* EXPLORE THE MATERIAL
(1) Could you copy, word for word, the stretch of the Miasma campaign overview from "Impact on the" through "various blockchain networks."?
(2) Can you carry on the overview of the Miasma campaign from the point where it stops?

* SELECTED TEXT

--------------------

Technical Overview of the Miasma Campaign

The ongoing attack displays technical signatures highly similar to the previous Shai-Hulud campaign, utilizing automated scripts for credential exfiltration. Security researchers have identified a pattern involving the creation of malicious repositories under the name "Miasma: The Spreading Blight." According to the monitoring data, the attackers employ the following methods:

  • Theft of GitHub and npm tokens to gain unauthorized access to private codebases.
  • Extraction of cloud service credentials for AWS, Google Cloud Platform (GCP), and Azure.
  • Harvesting of SSH keys and Kubernetes secrets to compromise server environments.
  • Collection of local environment data and sensitive information from cryptocurrency wallets.

Impact on the Cryptocurrency Ecosystem

The targeting of Red Hat cloud service packages is particularly concerning for the decentralized finance (DeFi) and exchange sectors, which rely heavily on secure cloud infrastructure and automated deployment pipelines. By compromising npm packages—standard building blocks in JavaScript development—attackers can bypass traditional perimeter security. The discovery of stolen wallet data suggests that the threat actors are specifically looking for private keys or seed phrases stored in developer environments, which could lead to the drainage of digital assets across various blockchain networks.

--------------------

* Region pointing data
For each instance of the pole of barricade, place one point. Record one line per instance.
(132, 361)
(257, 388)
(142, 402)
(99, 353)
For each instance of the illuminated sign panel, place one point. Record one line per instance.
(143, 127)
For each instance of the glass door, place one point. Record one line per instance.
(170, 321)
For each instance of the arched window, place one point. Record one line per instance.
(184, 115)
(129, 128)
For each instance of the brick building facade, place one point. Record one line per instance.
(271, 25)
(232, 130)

--------------------

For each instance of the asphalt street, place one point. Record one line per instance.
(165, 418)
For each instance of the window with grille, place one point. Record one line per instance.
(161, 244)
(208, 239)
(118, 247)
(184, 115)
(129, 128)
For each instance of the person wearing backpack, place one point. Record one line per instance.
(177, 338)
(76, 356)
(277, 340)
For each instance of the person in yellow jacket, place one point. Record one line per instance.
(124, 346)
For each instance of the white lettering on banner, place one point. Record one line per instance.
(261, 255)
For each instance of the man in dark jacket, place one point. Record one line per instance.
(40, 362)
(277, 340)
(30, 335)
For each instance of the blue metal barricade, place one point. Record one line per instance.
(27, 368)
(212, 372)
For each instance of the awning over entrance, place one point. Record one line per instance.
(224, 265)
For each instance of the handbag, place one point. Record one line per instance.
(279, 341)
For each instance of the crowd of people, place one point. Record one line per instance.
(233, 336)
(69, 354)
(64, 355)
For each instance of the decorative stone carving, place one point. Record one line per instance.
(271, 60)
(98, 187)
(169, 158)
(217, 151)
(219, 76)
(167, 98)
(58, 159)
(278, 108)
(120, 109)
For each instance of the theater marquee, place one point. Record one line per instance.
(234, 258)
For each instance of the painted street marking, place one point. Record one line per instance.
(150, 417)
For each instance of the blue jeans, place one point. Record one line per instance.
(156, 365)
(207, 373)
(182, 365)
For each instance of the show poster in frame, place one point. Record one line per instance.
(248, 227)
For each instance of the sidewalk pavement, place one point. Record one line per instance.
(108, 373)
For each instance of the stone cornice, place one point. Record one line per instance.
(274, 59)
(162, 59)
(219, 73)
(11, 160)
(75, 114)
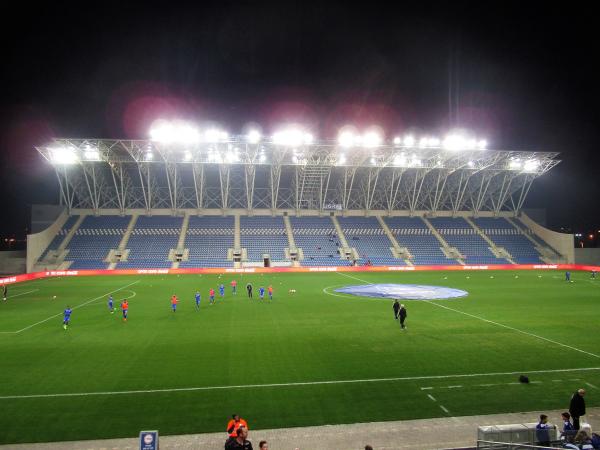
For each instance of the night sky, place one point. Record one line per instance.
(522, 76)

--------------------

* ANSWERS FOR THE TASKS
(1)
Impact on the Cryptocurrency Ecosystem

The targeting of Red Hat cloud service packages is particularly concerning for the decentralized finance (DeFi) and exchange sectors, which rely heavily on secure cloud infrastructure and automated deployment pipelines. By compromising npm packages—standard building blocks in JavaScript development—attackers can bypass traditional perimeter security. The discovery of stolen wallet data suggests that the threat actors are specifically looking for private keys or seed phrases stored in developer environments, which could lead to the drainage of digital assets across various blockchain networks.

(2)
Current Status and Mitigation

Despite the initial discovery, the campaign remains active. Searches for suspicious repositories on GitHub continue to reveal newly created malicious entities, indicating that the infection is still spreading. Developers are urged to audit their package-lock.json files and monitor for unauthorized outbound traffic to unknown domains.

Users are continuously being compromised as the attack techniques include the automated creation of malicious repositories and rapid key exfiltration, the report highlights, emphasizing the need for immediate security rotations of all cloud and repository tokens.

In conclusion, the Red Hat-focused npm attack represents a major escalation in supply chain threats. As the crypto industry continues to integrate with mainstream cloud services, the protection of developer tools and package managers becomes a primary defense against large-scale asset theft and infrastructure compromise. Individuals and organizations should immediately rotate their AWS/GCP keys and evaluate their dependency trees for any unrecognized software components.